## Point annotations for photos
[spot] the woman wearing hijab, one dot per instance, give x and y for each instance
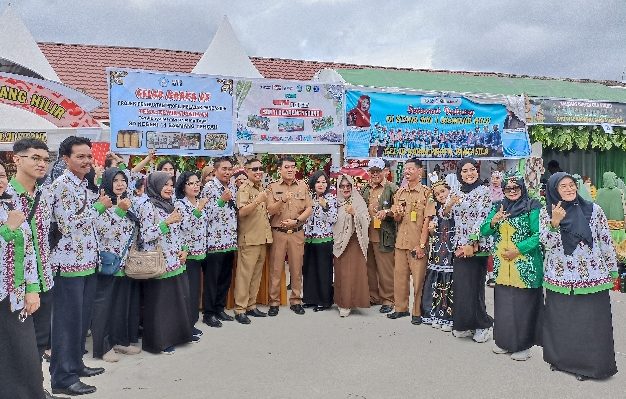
(166, 319)
(350, 235)
(317, 271)
(193, 228)
(469, 210)
(579, 269)
(114, 230)
(518, 269)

## EXERCISE DIRECTIONS
Could you return every line of the items above verbatim, leaving out the pictures?

## RESULT BELOW
[spot] the woman wearing hijab, one dot per instance, give x and y for each instance
(166, 319)
(350, 235)
(317, 271)
(193, 228)
(469, 210)
(579, 269)
(114, 230)
(518, 269)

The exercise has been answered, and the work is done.